[Assignment] Give back all of the data verbatim.

[Provided material]
++++++++
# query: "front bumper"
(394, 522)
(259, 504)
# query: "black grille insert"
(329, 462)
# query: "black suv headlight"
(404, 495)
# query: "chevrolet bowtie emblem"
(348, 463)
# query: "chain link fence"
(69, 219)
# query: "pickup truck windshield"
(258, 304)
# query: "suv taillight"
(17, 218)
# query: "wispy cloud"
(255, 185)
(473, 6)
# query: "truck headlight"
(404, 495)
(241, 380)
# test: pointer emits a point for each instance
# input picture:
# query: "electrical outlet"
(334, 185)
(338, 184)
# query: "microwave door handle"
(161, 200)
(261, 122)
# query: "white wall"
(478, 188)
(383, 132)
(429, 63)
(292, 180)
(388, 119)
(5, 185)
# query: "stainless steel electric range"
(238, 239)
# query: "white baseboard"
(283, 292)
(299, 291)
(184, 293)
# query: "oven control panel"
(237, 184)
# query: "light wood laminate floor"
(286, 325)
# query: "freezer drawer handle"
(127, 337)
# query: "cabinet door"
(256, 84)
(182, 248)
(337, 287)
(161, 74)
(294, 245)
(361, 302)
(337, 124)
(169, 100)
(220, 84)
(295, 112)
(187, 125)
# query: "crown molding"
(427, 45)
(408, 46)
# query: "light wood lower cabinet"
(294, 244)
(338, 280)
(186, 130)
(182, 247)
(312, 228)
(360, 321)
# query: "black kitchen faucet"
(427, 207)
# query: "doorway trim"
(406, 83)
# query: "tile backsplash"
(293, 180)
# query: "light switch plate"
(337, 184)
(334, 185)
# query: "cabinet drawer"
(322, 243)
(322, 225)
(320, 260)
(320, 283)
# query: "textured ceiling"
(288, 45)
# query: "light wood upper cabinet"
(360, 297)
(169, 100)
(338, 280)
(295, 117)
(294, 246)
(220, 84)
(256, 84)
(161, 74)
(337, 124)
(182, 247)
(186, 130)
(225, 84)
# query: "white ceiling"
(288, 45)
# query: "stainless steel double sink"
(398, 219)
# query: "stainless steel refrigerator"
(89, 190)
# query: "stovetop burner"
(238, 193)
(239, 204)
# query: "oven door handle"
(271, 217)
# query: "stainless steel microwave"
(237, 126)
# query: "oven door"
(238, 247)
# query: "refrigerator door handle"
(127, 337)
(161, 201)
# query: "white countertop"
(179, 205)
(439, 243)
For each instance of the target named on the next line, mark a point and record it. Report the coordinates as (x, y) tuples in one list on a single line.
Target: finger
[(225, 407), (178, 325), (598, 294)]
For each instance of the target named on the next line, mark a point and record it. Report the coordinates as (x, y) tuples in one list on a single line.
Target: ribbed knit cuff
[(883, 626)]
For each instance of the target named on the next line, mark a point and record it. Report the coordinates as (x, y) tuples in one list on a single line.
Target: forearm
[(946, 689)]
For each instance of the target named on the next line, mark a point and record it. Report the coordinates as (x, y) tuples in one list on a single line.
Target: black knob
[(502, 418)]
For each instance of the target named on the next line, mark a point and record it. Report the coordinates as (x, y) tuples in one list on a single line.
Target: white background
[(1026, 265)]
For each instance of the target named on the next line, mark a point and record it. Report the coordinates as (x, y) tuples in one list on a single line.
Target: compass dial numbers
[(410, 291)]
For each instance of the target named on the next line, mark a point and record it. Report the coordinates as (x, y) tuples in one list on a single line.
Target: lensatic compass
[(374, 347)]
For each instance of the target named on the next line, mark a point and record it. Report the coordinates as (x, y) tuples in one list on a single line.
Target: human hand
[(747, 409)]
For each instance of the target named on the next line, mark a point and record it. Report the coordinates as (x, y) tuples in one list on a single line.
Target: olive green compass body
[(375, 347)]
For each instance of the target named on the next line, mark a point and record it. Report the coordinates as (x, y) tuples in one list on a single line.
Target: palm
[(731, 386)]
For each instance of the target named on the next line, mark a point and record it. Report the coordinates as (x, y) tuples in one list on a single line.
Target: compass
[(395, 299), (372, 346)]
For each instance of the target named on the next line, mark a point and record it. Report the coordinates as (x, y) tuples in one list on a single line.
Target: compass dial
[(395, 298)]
++++++++
[Solution to this problem]
# query: "front bumper"
(394, 522)
(259, 504)
# query: "black grille insert"
(329, 462)
# query: "black suv headlight"
(404, 495)
# query: "chevrolet bowtie emblem"
(348, 463)
# query: "chain link fence"
(69, 219)
# query: "pickup truck windshield"
(258, 304)
# query: "suv taillight"
(17, 218)
# query: "wispy cloud"
(255, 185)
(473, 6)
# query: "truck headlight"
(404, 495)
(241, 380)
# test: pointer emits a point for each instance
# input picture:
# query: "electrical outlet"
(334, 185)
(338, 184)
# query: "microwave door handle"
(161, 200)
(261, 122)
# query: "white wall"
(478, 188)
(383, 132)
(429, 63)
(292, 180)
(388, 119)
(5, 185)
# query: "stainless steel electric range"
(238, 239)
# query: "white baseboard"
(283, 292)
(299, 291)
(184, 293)
# query: "oven control panel"
(237, 184)
# query: "light wood laminate floor"
(286, 325)
# query: "freezer drawer handle"
(127, 337)
# query: "cabinet door"
(256, 84)
(182, 248)
(337, 287)
(161, 74)
(294, 245)
(361, 302)
(337, 124)
(169, 100)
(220, 84)
(295, 112)
(187, 125)
# query: "crown molding"
(427, 45)
(408, 46)
# query: "light wood lower cabinet"
(294, 244)
(338, 280)
(186, 130)
(182, 247)
(312, 228)
(360, 321)
# query: "black kitchen faucet"
(427, 207)
# query: "doorway trim"
(406, 83)
# query: "tile backsplash"
(293, 180)
# query: "light switch plate"
(337, 184)
(334, 185)
# query: "cabinet drawer"
(322, 243)
(322, 225)
(320, 260)
(320, 283)
# query: "textured ceiling"
(288, 45)
# query: "light wood upper cabinet"
(360, 297)
(169, 100)
(338, 280)
(295, 117)
(294, 246)
(220, 84)
(256, 84)
(161, 74)
(337, 124)
(182, 247)
(186, 130)
(225, 84)
# query: "white ceiling"
(288, 45)
# query: "stainless steel double sink"
(398, 219)
# query: "stainless steel refrigerator"
(89, 190)
# query: "stovetop burner"
(238, 193)
(239, 204)
# query: "oven door handle"
(271, 217)
# query: "stainless steel microwave"
(237, 126)
# query: "oven door"
(238, 247)
# query: "refrigerator door handle"
(127, 337)
(161, 201)
# query: "white countertop"
(179, 205)
(439, 243)
For each instance of the target named on the next line, mark a point and record it. Report the coordinates as (x, y) tuples in one list on a single line.
Target: finger
[(225, 407), (178, 325), (598, 294)]
For each instance of the target named on the next line, mark a point and record it. Report the coordinates as (x, y) tuples in one list on a single line.
Target: ribbed knit cuff
[(883, 626)]
For each instance of the target named on the next line, mark a point and record it. Report the coordinates as (x, y) tuples in one list on a single line.
Target: forearm
[(946, 689)]
For each instance of the target named on the next line, mark a point and record it. Report the coordinates as (x, y) tuples in one list on a single line.
Target: black knob
[(502, 418)]
For each instance of the target named on the next line, mark a point and record it. Report the coordinates as (x, y) tuples in one list on a single line.
Target: white background
[(1026, 265)]
For each instance of the target named on the next line, mark a point and record it. Report the coordinates as (x, y) tuples in one list on a single line.
Target: compass dial numbers
[(410, 291)]
For each instance of the target named on the next line, mark a point and record it. Report the coordinates as (x, y) tuples in one list on a single line.
Target: lensatic compass
[(374, 347)]
For each instance of the target named on the next line, mark a point and record it. Report the coordinates as (x, y) tuples in one list on a single line.
Target: human hand
[(747, 409)]
For each instance of the target named on the next line, mark a point and record it. Report the coordinates as (x, y) tuples in one list on a single line.
Target: olive green compass body
[(375, 347)]
For each instance of the target named on the next line, mark a point and record it. Report the coordinates as (x, y) tuples in one list on a single line.
Target: palm
[(731, 386)]
For each instance of the target named on the next line, mark a point and record it. Report the coordinates as (x, y) tuples in one list on a single line.
Target: compass
[(395, 299), (372, 346)]
For each instance of the target named on the next line, mark a point and record it. Report the coordinates as (x, y) tuples in one list on a single line.
Target: compass dial
[(395, 298)]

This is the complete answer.